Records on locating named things

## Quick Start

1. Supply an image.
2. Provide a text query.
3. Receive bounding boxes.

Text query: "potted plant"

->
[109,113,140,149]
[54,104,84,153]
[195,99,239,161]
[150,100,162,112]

EXERCISE DETAILS: Quote the records above word for word.

COMPLETE ANSWER:
## Quick Start

1. Supply an image.
2. Provide a text query.
3. Receive bounding boxes.

Text query: "potted plant"

->
[109,113,140,149]
[54,104,84,153]
[195,99,239,161]
[150,100,162,112]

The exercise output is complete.